▶ _Listed entries_:
--- --- ---
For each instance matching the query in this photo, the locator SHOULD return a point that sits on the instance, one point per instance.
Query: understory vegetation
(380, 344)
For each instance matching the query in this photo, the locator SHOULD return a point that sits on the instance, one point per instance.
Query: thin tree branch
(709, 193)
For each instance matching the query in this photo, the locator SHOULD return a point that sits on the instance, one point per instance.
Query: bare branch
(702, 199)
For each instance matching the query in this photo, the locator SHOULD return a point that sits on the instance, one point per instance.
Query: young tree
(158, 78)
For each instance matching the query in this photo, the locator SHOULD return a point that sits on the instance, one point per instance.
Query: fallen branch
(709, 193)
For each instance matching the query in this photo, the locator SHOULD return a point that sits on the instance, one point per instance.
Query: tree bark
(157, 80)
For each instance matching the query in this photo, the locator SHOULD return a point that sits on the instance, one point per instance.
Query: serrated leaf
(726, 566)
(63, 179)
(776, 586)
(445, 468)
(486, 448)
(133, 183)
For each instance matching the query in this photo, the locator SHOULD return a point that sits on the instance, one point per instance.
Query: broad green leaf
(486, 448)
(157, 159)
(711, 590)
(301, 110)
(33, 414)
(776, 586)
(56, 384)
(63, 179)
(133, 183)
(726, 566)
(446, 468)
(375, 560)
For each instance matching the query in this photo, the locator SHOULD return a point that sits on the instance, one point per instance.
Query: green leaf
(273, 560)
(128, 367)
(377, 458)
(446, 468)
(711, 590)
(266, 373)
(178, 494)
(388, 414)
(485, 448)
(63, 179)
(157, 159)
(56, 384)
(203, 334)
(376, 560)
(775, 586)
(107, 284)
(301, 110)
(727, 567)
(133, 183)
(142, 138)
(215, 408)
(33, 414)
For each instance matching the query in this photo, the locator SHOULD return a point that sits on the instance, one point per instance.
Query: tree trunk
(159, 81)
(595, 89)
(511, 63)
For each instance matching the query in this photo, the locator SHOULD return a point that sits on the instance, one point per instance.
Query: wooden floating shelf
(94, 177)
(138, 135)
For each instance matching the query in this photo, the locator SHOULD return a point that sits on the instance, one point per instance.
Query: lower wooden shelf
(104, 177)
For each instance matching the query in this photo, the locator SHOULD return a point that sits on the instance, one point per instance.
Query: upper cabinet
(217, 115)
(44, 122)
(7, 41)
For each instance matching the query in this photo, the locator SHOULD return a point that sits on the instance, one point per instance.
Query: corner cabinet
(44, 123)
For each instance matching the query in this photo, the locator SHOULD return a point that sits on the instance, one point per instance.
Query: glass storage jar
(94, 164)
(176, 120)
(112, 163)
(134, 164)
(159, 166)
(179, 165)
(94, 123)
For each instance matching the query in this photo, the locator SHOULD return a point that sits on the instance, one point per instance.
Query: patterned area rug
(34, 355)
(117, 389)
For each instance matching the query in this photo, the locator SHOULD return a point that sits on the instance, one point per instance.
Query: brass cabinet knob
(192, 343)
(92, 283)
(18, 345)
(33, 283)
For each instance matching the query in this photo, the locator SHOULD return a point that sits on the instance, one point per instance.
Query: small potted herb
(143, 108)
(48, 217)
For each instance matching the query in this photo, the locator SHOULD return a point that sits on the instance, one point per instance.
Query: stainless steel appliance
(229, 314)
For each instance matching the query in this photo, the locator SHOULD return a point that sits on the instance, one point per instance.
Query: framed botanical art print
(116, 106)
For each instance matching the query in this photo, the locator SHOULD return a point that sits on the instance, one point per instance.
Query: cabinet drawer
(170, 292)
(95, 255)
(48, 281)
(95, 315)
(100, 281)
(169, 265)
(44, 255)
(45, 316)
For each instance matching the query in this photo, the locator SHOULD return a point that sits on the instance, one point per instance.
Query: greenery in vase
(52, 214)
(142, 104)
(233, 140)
--- --- ---
▶ _Directions_: Write down the entries above again. Copy them word for word.

▶ _Response_:
For each instance matching the query in this photo, the locator SHOULD return a point that sits on the instance, one point per instance.
Query: understory vegetation
(380, 344)
For each instance matching the query in this photo, the locator SHOULD return a point that sits on the instance, one point per instance.
Query: thin tree branch
(709, 193)
For each instance matching the query in this photo, the locator SHOULD return a point that sits on the instance, one point per instance.
Query: bare branch
(702, 199)
For each instance matching the query in this photo, the locator SHOULD return a point that sits on the instance, one point per instance.
Query: young tree
(158, 78)
For each instance matching the query in this photo, the locator SHOULD return a point that sits on the instance, one point per instance.
Query: fallen branch
(709, 193)
For each instance matching the query in this photo, the locator SHOULD return a point that sits on the instance, one point per instance.
Query: tree bark
(157, 80)
For each instance matching the query in this photo, the locator SHOULD return a point that sits on the instance, one point per instance.
Query: serrated leaf
(726, 566)
(63, 179)
(776, 586)
(445, 468)
(486, 448)
(133, 183)
For each instance matching the query in this photo, the locator SHOULD return a point that sits on the instance, one point per instance.
Query: broad green leaf
(486, 448)
(157, 159)
(711, 590)
(301, 110)
(33, 414)
(776, 586)
(56, 384)
(63, 179)
(133, 183)
(726, 566)
(446, 468)
(375, 560)
For each instance matching the query in this photo, the locator SHOULD return a point that sits on the instance, one point per instance.
Query: green leaf
(273, 560)
(128, 367)
(377, 458)
(446, 468)
(711, 590)
(266, 373)
(178, 494)
(388, 414)
(485, 448)
(63, 179)
(157, 159)
(56, 384)
(203, 334)
(376, 560)
(775, 586)
(107, 284)
(301, 110)
(727, 567)
(133, 183)
(142, 138)
(215, 408)
(33, 414)
For each instance matching the query in this photo, the locator SHOULD return a point that sits on the instance, one point per instance.
Query: tree trunk
(159, 81)
(595, 89)
(511, 63)
For each instance matching the query in this photo, the locator SHOULD return a point that sits on the instance, one point per instance.
Query: wooden floating shelf
(94, 177)
(138, 135)
For each instance matching the query in this photo, the locator SHOULD return a point that sits on the instance, one point per instance.
Query: lower wooden shelf
(104, 177)
For each instance matching the query in this photo, the locator SHOULD return a point that sits on the instance, one point per instance.
Query: upper cabinet
(217, 115)
(44, 122)
(7, 41)
For each instance matching the query in this photo, the locator SHOULD return a point that sits on the instance, one point per instance.
Query: corner cabinet
(44, 123)
For each instance matching the query in this photo, the locator SHOULD return a point that sits on the instance, one point per instance.
Query: glass storage jar
(94, 164)
(176, 120)
(112, 163)
(134, 164)
(159, 166)
(179, 165)
(94, 123)
For each instance matching the query in this photo, the locator SHOULD return a point that sits on the instance, one point per instance.
Query: patterned area rug
(34, 355)
(117, 389)
For each instance matching the query in this photo, the locator SHOULD return a point that sits on the instance, one point per instance.
Query: brass cabinet knob
(192, 343)
(92, 283)
(18, 345)
(33, 283)
For each instance matching the query in this photo, the locator SHOULD return a point that sits on the instance, one point per instance.
Query: small potted herb
(143, 108)
(48, 217)
For each instance matching the query in this photo, the locator SHOULD return a point that sits on the instance, one point per instance.
Query: stainless steel appliance
(229, 314)
For each instance matching the query in this photo, the locator SHOULD return a point that sits on the instance, one point per instance.
Query: framed botanical art print
(116, 106)
For each instance matching the query in this photo, the locator SHOULD return a point that sits on the instance, one point per instance.
Query: cabinet drawer
(170, 292)
(95, 255)
(48, 281)
(95, 315)
(100, 281)
(169, 265)
(44, 255)
(45, 316)
For each instance matching the query in this photo, the locator SHOULD return a point that sits on the instance, one point per instance.
Query: greenery in vase
(52, 214)
(142, 104)
(233, 140)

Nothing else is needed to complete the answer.